[Given problem]: Reproduce each of the following records line for line, with no alterations.

[Records provided]:
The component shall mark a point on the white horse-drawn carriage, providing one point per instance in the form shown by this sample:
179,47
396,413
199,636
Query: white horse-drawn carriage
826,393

[Expected answer]:
The component shall mark a point on the white horse-drawn carriage, providing one point per instance in the form shown by this sample:
179,47
396,413
199,636
Query: white horse-drawn carriage
826,393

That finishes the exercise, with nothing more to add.